### What is expected
Repeat the lines below word for word, starting at the line that contains "If you could segment every instance of the red" and ending at the line that contains "[[[378,119],[372,119],[372,140],[390,140],[390,125]]]", with both of those lines included.

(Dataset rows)
==========

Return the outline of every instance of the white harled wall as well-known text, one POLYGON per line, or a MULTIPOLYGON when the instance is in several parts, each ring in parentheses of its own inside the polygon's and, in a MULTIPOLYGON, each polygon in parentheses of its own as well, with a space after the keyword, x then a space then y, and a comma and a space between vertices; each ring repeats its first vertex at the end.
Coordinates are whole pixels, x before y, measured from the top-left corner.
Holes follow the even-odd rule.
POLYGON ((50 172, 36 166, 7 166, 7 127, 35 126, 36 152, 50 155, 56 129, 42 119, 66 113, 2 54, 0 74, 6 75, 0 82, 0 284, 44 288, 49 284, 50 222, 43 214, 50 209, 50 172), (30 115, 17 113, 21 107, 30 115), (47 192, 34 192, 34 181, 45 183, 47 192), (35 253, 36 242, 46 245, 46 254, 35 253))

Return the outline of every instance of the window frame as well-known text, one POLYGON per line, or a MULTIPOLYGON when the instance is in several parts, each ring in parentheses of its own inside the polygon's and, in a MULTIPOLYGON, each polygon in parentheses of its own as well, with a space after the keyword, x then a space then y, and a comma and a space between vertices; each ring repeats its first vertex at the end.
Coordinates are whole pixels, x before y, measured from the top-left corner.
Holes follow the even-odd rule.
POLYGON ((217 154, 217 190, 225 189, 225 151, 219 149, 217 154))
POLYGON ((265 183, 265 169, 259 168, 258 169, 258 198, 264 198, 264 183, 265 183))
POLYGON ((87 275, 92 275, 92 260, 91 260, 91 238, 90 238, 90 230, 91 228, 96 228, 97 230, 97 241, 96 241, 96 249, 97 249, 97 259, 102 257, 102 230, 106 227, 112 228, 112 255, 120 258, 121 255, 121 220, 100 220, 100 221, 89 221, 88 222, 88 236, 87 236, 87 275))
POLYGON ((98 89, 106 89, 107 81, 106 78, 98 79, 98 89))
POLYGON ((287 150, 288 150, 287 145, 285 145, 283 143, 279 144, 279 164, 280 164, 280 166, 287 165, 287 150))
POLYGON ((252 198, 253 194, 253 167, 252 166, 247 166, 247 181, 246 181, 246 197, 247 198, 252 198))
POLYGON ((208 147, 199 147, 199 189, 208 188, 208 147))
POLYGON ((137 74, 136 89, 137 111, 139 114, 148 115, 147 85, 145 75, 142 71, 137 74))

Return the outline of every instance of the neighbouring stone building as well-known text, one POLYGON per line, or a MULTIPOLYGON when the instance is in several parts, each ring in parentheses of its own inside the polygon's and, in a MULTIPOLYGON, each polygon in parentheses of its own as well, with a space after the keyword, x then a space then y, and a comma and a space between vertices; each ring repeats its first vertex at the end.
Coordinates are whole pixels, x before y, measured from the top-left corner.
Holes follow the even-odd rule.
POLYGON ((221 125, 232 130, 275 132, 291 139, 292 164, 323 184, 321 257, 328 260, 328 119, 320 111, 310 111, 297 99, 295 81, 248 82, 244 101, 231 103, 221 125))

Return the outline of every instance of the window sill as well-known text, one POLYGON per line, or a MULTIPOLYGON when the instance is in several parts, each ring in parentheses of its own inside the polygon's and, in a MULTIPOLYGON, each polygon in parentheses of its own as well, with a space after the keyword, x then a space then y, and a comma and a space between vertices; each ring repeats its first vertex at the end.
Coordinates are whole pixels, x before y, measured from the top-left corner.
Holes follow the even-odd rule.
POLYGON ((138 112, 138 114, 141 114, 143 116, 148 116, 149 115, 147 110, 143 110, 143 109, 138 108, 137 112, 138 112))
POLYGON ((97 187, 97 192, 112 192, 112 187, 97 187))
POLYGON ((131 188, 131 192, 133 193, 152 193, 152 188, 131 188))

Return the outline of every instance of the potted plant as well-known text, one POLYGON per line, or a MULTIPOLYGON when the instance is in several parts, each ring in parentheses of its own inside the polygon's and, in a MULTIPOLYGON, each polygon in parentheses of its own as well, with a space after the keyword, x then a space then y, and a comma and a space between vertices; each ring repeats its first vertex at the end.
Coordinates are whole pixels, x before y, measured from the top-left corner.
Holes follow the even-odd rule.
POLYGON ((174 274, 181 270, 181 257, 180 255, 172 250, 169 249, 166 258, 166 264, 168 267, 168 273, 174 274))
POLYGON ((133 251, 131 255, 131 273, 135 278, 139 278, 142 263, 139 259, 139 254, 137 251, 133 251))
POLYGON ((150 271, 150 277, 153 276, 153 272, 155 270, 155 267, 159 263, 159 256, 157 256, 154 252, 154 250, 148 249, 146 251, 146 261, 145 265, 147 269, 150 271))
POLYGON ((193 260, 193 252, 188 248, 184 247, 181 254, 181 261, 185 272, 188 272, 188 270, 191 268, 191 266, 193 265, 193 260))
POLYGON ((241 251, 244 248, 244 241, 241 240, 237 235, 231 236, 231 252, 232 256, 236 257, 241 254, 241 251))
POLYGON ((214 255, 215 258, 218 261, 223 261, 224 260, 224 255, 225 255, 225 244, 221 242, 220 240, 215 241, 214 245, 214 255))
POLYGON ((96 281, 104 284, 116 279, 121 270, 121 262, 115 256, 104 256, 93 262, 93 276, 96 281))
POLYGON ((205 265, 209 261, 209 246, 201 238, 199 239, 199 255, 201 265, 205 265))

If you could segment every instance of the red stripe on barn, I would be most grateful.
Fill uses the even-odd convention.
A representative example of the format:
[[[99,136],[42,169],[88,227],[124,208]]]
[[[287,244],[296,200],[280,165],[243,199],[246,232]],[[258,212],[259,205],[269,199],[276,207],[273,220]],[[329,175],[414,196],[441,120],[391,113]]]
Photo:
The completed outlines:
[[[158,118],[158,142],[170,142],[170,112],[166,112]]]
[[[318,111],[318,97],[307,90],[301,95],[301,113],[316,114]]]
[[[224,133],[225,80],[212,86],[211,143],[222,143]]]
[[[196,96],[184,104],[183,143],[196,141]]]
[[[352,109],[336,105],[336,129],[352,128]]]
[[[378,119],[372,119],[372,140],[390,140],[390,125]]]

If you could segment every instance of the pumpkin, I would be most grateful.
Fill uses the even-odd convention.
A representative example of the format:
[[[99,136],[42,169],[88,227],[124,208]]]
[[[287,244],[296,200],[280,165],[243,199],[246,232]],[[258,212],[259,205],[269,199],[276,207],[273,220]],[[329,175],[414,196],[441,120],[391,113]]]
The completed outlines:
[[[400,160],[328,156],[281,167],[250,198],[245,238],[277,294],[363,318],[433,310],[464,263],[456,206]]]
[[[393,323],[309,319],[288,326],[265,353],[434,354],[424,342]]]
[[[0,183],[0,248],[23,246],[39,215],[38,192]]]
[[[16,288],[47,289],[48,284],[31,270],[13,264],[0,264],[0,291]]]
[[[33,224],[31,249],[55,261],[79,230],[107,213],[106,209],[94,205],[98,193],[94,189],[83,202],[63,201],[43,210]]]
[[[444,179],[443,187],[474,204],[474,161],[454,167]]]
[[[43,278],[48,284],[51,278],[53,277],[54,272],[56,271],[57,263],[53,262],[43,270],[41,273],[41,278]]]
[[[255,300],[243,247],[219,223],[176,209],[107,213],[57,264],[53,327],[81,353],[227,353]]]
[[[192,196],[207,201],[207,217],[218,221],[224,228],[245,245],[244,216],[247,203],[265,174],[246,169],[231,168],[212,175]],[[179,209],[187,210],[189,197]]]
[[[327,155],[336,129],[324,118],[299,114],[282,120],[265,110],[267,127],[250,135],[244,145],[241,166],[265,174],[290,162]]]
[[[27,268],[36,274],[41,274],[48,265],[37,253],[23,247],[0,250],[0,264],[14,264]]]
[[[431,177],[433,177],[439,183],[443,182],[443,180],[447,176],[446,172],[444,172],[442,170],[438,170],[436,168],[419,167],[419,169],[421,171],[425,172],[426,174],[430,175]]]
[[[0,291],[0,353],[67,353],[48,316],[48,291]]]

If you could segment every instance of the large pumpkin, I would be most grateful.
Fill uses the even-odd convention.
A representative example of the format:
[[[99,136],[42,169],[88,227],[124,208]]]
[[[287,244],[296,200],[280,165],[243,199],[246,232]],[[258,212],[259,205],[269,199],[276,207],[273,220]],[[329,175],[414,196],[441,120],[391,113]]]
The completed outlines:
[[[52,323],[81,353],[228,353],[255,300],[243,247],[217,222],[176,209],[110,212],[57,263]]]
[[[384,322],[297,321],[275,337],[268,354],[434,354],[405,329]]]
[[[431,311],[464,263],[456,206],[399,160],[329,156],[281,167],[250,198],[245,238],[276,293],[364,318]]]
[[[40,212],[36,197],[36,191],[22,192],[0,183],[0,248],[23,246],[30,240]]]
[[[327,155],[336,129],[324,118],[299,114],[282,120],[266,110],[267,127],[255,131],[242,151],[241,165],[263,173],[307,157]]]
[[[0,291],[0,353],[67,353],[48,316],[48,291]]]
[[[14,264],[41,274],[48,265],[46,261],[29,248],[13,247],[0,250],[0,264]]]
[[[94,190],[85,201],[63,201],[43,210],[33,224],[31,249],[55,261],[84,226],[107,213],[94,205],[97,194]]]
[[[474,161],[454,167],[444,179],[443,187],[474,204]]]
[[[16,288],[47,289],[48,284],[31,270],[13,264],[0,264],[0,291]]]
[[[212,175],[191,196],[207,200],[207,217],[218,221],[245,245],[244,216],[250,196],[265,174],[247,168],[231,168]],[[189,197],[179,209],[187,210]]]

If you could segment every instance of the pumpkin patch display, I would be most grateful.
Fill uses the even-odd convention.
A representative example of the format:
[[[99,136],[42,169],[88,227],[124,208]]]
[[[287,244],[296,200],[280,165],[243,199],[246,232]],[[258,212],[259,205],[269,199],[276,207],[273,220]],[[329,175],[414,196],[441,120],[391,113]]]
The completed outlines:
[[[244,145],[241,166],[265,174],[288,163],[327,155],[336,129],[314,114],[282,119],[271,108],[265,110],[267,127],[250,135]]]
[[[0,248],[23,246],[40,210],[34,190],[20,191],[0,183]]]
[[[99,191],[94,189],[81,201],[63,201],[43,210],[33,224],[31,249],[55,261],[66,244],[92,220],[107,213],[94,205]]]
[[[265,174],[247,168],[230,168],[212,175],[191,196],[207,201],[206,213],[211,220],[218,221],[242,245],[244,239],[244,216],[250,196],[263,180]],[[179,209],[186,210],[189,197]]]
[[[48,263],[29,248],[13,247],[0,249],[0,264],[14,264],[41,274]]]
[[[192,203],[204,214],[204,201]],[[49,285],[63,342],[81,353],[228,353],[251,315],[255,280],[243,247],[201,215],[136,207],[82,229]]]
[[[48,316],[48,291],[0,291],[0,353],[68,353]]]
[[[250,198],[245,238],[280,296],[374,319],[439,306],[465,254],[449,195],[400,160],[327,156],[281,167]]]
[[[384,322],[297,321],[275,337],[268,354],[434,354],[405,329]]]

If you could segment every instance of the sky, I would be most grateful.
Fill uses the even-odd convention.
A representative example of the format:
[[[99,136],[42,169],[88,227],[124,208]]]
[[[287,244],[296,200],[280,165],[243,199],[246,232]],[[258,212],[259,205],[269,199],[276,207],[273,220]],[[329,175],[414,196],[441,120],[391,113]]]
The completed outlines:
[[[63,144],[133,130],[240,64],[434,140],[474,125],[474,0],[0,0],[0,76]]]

==========

### Solution for this task
If you could segment every instance of the red stripe on barn, I would be most grateful.
Fill uses the even-odd convention.
A representative example of the format:
[[[99,136],[42,169],[88,227],[124,208]]]
[[[287,244],[296,200],[280,165],[243,199],[246,232]],[[258,212],[259,205],[269,199],[276,207],[273,220]],[[329,175],[414,196],[441,120],[391,113]]]
Photo:
The completed outlines:
[[[158,118],[158,142],[170,142],[170,112],[166,112]]]
[[[318,111],[318,97],[307,90],[301,95],[301,113],[316,114]]]
[[[224,133],[225,80],[212,86],[211,143],[222,143]]]
[[[196,96],[184,104],[183,143],[196,141]]]
[[[352,109],[336,105],[336,129],[352,128]]]
[[[378,119],[372,119],[372,140],[390,140],[390,125]]]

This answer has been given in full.